What to work on>
For the listing below, how many lines contain the word "bare"? Answer with only that figure.

Records provided>
^^^^

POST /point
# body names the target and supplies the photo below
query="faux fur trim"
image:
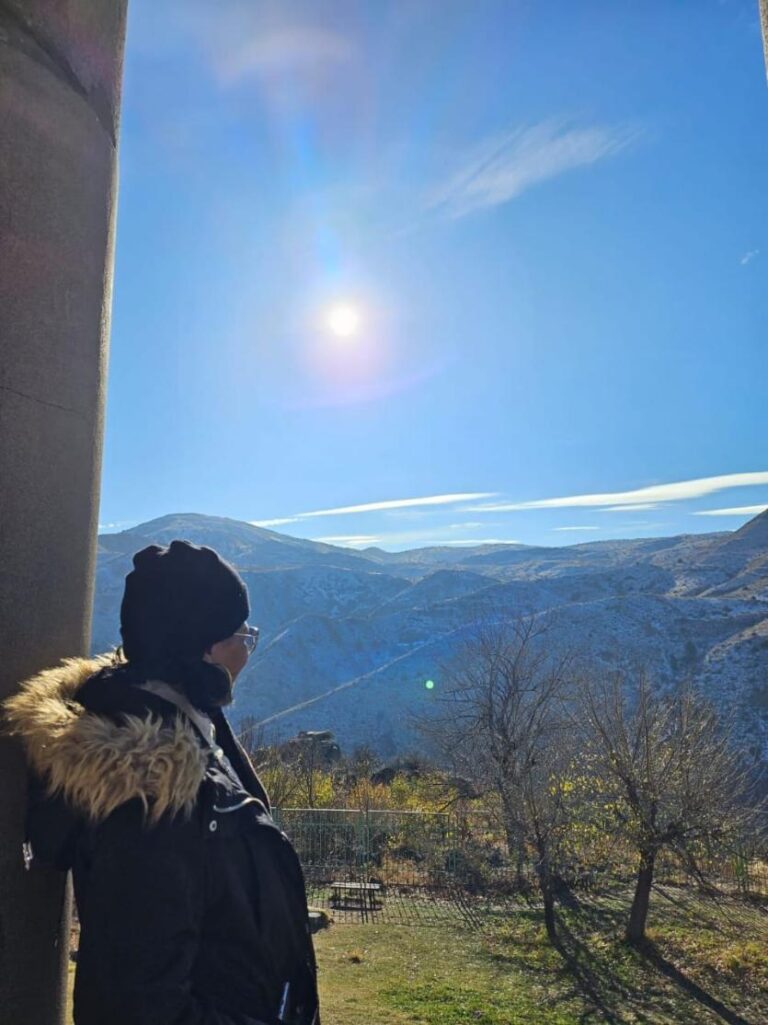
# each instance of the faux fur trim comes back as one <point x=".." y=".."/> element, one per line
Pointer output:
<point x="96" y="764"/>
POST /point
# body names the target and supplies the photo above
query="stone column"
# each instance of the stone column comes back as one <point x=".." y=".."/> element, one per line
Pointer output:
<point x="61" y="66"/>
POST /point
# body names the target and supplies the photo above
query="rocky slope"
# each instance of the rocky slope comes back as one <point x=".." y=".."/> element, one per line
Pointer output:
<point x="351" y="638"/>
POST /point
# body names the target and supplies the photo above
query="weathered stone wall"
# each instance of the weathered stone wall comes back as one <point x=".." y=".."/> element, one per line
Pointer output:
<point x="61" y="65"/>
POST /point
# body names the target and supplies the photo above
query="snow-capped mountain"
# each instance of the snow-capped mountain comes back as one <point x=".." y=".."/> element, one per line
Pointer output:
<point x="349" y="639"/>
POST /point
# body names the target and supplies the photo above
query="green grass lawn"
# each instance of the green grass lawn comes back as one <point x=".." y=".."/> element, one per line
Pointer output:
<point x="706" y="962"/>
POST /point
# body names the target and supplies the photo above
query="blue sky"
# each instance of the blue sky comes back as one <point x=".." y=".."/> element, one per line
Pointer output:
<point x="489" y="270"/>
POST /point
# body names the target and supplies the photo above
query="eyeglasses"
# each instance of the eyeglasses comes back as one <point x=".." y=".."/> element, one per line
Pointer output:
<point x="250" y="638"/>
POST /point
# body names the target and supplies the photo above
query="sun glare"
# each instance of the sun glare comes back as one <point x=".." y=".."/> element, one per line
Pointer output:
<point x="342" y="321"/>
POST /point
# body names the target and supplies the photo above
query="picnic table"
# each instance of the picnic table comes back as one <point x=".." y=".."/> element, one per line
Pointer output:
<point x="356" y="896"/>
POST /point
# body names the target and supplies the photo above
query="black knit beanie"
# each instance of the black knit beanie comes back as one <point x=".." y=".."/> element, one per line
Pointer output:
<point x="178" y="602"/>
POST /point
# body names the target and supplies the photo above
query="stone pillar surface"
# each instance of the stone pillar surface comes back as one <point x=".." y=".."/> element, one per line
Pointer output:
<point x="61" y="67"/>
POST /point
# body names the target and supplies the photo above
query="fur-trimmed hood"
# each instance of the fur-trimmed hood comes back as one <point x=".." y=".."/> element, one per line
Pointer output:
<point x="95" y="754"/>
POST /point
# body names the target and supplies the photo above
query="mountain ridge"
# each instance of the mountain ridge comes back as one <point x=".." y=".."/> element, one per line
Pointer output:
<point x="350" y="638"/>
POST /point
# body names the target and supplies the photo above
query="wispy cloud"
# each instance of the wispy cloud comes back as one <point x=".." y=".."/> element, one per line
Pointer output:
<point x="736" y="510"/>
<point x="288" y="49"/>
<point x="350" y="540"/>
<point x="655" y="494"/>
<point x="504" y="165"/>
<point x="638" y="507"/>
<point x="576" y="528"/>
<point x="396" y="503"/>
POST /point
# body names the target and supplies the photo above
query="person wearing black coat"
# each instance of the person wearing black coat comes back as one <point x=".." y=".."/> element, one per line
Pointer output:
<point x="192" y="902"/>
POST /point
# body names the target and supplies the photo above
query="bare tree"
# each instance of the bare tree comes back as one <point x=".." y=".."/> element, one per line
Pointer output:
<point x="501" y="725"/>
<point x="670" y="766"/>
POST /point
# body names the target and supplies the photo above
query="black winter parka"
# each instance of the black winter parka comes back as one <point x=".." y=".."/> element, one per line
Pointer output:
<point x="191" y="901"/>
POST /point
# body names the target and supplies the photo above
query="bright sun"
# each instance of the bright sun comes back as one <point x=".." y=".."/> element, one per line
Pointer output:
<point x="342" y="320"/>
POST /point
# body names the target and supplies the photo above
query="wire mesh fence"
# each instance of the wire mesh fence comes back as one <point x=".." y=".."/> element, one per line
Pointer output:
<point x="428" y="867"/>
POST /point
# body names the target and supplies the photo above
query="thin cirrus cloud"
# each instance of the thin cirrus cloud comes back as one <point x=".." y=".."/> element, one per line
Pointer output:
<point x="655" y="494"/>
<point x="350" y="540"/>
<point x="735" y="510"/>
<point x="504" y="165"/>
<point x="576" y="528"/>
<point x="396" y="503"/>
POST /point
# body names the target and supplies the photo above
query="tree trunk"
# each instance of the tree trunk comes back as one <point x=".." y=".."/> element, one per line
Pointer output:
<point x="543" y="873"/>
<point x="639" y="910"/>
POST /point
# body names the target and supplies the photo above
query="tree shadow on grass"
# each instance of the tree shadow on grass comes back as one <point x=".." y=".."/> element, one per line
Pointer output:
<point x="621" y="984"/>
<point x="654" y="957"/>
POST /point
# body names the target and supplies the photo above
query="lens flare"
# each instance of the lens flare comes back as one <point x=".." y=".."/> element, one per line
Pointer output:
<point x="342" y="321"/>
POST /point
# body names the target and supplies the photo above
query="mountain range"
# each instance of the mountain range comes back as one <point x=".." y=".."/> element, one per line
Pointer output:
<point x="350" y="639"/>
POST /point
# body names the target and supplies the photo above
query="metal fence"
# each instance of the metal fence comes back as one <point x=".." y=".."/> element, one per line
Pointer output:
<point x="427" y="867"/>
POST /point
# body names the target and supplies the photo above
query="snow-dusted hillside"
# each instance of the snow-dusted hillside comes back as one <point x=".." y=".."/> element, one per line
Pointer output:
<point x="350" y="638"/>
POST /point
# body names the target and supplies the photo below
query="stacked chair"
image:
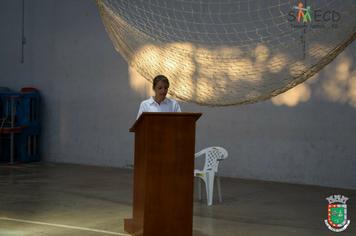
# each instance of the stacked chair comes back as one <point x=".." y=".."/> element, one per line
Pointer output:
<point x="19" y="125"/>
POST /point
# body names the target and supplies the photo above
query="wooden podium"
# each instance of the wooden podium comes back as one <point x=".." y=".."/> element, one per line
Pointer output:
<point x="163" y="174"/>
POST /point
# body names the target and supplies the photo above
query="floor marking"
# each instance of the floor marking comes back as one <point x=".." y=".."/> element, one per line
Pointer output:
<point x="63" y="226"/>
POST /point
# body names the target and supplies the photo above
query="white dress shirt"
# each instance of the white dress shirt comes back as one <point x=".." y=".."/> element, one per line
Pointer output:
<point x="150" y="105"/>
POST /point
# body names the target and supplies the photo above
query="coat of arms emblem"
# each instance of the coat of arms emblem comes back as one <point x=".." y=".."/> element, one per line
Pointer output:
<point x="337" y="213"/>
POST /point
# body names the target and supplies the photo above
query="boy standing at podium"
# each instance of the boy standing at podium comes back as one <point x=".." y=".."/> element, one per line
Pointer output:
<point x="159" y="102"/>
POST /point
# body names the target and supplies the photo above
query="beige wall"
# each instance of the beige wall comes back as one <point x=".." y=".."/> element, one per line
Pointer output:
<point x="90" y="99"/>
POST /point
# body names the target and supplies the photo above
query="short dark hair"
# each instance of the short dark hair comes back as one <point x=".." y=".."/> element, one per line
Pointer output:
<point x="160" y="78"/>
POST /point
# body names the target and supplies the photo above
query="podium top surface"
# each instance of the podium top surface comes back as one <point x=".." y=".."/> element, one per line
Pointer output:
<point x="168" y="114"/>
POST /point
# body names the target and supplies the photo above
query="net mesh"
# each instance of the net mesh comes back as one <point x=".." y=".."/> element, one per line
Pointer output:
<point x="223" y="52"/>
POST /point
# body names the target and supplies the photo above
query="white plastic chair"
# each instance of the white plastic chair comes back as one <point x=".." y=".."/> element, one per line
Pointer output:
<point x="212" y="157"/>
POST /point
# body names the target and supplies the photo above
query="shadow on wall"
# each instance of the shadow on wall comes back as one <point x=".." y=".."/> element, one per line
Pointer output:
<point x="335" y="83"/>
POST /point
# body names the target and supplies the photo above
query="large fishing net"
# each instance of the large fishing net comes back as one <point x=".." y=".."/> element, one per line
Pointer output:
<point x="224" y="52"/>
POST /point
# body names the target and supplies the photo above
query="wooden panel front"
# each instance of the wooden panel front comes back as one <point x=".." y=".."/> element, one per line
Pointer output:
<point x="163" y="176"/>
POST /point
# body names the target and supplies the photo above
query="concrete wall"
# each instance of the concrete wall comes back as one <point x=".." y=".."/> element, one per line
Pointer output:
<point x="90" y="98"/>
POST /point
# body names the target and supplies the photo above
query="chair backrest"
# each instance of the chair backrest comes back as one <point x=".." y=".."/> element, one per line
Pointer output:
<point x="212" y="157"/>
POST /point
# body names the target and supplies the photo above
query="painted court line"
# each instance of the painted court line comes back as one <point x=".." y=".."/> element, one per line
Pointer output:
<point x="63" y="226"/>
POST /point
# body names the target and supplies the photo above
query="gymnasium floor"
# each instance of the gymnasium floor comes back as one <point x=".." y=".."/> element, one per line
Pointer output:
<point x="45" y="198"/>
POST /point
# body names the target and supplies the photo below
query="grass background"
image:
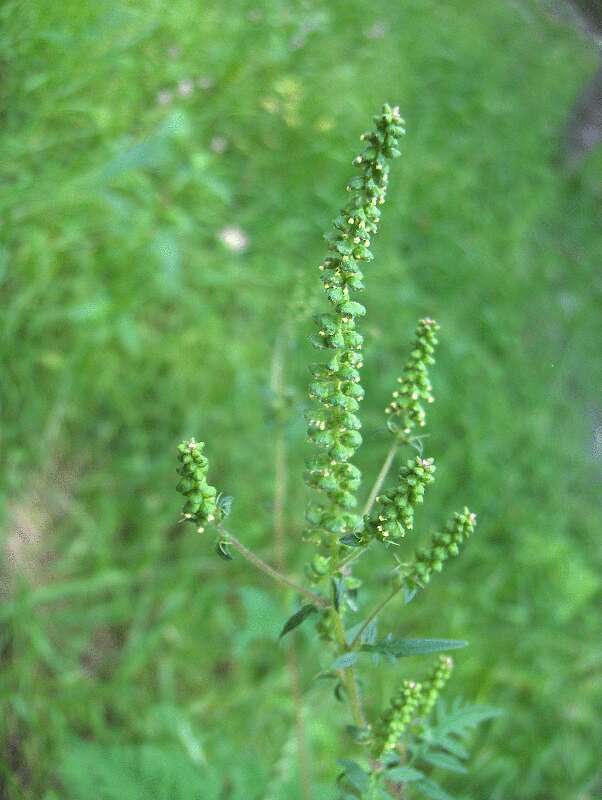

^^^^

Response to the exercise>
2